---- Supplied entries

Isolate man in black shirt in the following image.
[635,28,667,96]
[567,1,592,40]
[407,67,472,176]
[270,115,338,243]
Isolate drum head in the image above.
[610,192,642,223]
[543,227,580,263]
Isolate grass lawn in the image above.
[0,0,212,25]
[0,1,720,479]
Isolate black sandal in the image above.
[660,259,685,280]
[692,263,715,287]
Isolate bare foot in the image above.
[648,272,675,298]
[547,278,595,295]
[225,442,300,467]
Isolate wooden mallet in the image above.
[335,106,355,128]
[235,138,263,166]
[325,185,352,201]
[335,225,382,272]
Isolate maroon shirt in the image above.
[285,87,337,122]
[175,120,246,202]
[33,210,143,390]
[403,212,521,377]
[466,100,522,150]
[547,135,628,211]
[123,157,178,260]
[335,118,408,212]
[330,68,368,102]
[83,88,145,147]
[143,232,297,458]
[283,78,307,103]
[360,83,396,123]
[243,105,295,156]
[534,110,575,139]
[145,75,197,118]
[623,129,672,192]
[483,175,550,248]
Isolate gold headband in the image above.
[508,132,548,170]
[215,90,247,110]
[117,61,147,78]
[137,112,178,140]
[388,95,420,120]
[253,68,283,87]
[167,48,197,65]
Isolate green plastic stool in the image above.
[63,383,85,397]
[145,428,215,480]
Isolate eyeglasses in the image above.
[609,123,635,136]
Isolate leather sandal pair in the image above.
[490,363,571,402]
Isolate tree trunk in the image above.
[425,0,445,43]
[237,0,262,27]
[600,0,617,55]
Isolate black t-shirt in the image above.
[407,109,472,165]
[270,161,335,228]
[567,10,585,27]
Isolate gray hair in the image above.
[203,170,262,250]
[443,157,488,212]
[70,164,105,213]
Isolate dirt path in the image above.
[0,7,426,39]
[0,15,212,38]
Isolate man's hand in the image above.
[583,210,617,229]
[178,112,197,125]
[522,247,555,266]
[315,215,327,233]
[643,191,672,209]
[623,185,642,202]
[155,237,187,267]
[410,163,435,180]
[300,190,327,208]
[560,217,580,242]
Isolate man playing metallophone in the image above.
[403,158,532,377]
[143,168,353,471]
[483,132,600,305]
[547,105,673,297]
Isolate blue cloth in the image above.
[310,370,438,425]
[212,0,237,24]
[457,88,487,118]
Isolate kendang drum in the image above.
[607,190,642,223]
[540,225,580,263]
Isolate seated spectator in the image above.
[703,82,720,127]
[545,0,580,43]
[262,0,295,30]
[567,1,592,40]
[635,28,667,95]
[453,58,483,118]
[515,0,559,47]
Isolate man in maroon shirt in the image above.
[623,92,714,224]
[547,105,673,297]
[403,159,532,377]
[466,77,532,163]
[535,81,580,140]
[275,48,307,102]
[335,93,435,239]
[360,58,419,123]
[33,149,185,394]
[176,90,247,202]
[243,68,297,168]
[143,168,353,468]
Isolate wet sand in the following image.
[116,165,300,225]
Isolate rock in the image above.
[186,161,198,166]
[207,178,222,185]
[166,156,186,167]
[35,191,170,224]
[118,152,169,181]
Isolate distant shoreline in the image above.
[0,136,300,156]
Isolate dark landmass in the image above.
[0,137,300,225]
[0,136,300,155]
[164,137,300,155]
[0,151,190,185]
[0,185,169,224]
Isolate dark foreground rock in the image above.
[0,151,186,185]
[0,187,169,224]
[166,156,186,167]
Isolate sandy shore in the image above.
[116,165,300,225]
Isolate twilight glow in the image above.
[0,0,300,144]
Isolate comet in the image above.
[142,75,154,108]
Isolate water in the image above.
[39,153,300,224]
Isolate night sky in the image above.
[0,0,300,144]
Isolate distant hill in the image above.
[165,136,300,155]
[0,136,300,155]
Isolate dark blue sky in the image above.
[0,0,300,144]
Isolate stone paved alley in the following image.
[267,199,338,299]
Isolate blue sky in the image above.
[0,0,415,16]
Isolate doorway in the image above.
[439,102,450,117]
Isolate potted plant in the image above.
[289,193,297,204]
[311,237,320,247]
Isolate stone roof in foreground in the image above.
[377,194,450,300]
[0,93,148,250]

--------

→ **Problem statement**: Print all of the rows above again, keeping every line unchanged.

→ **Response to the exercise**:
Isolate man in black shirt in the following image.
[635,28,667,96]
[567,1,592,40]
[407,67,472,176]
[270,115,338,243]
Isolate drum head in the image above.
[610,192,642,223]
[543,227,580,263]
Isolate grass lawn in the image above.
[0,0,212,25]
[0,1,720,479]
Isolate black sandal in the image above.
[660,259,685,280]
[692,263,715,287]
Isolate bare foot in the image above.
[648,272,675,298]
[547,278,595,295]
[225,442,300,467]
Isolate wooden mallet in the image above.
[335,106,355,128]
[235,138,263,166]
[325,185,352,201]
[335,225,382,272]
Isolate maroon shirt in the image above.
[285,87,337,122]
[175,120,246,202]
[33,210,143,390]
[403,212,521,377]
[466,100,522,150]
[547,135,628,211]
[123,157,178,260]
[335,118,408,212]
[330,68,368,102]
[83,88,145,147]
[143,232,297,458]
[283,78,307,103]
[360,83,396,123]
[243,105,295,156]
[534,110,575,139]
[145,75,197,118]
[623,129,672,192]
[483,175,550,248]
Isolate gold headband in the image above.
[508,132,548,170]
[215,90,247,110]
[117,61,147,78]
[137,112,178,140]
[388,95,420,120]
[253,68,283,87]
[167,48,197,65]
Isolate green plastic stool in the image above.
[63,383,85,397]
[145,428,215,480]
Isolate eyeglasses in the image above.
[609,123,635,136]
Isolate leather sandal pair in the image above.
[490,363,571,402]
Isolate tree trunk in the image above.
[425,0,445,43]
[237,0,262,27]
[600,0,617,55]
Isolate black t-shirt in the image above.
[407,109,472,165]
[270,161,335,228]
[567,10,585,27]
Isolate gray hair in the image above.
[203,170,262,250]
[443,157,488,212]
[70,164,105,213]
Isolate dirt path in the image above.
[0,7,426,39]
[0,15,212,38]
Isolate man's hand in the image above.
[583,210,617,229]
[178,112,197,125]
[522,247,555,266]
[315,215,327,233]
[643,191,672,209]
[623,185,642,202]
[155,237,187,267]
[410,163,435,180]
[300,190,327,208]
[560,217,580,242]
Isolate man playing metallophone in the image above.
[403,158,532,377]
[143,168,353,471]
[483,132,600,305]
[547,105,673,297]
Isolate blue cloth in the image above.
[310,370,438,425]
[212,0,237,24]
[457,88,487,118]
Isolate kendang drum in the image above.
[607,190,642,223]
[540,225,580,263]
Isolate seated spectator in the image above.
[703,82,720,127]
[545,0,580,43]
[262,0,295,30]
[567,1,592,40]
[635,28,667,95]
[453,58,483,118]
[515,0,559,47]
Isolate man in maroon shirt in the image above.
[623,92,714,224]
[547,105,673,297]
[403,159,532,377]
[466,77,532,163]
[535,81,580,140]
[275,48,307,102]
[335,93,435,239]
[360,58,419,123]
[33,149,185,394]
[176,90,247,202]
[243,68,297,168]
[143,168,353,468]
Isolate wet sand in the following image.
[116,165,300,225]
Isolate rock in the image above.
[186,161,198,166]
[207,178,222,185]
[166,156,186,167]
[35,191,170,224]
[118,152,169,181]
Isolate distant shoreline in the image above.
[0,136,300,156]
Isolate dark landmass in the image above.
[0,137,300,225]
[0,136,300,155]
[164,137,300,155]
[0,151,190,185]
[0,185,169,224]
Isolate dark foreground rock in the image above.
[0,151,186,185]
[0,187,169,224]
[166,156,186,167]
Isolate sandy shore in the image above.
[116,165,300,225]
Isolate twilight glow in the image above.
[0,0,300,144]
Isolate comet in the image above.
[142,75,154,108]
Isolate water in the image above.
[39,153,300,224]
Isolate night sky in the image above.
[0,0,300,144]
Isolate distant hill in the image above.
[165,136,300,155]
[0,136,300,155]
Isolate dark blue sky in the image above.
[0,0,300,144]
Isolate stone paved alley in the following image.
[267,199,338,299]
Isolate blue sky in the image above.
[0,0,415,16]
Isolate doorway in the image above.
[439,102,450,117]
Isolate potted plant in the image above.
[289,193,297,204]
[311,237,320,247]
Isolate stone roof in foreground in the image above.
[377,194,450,300]
[0,93,148,250]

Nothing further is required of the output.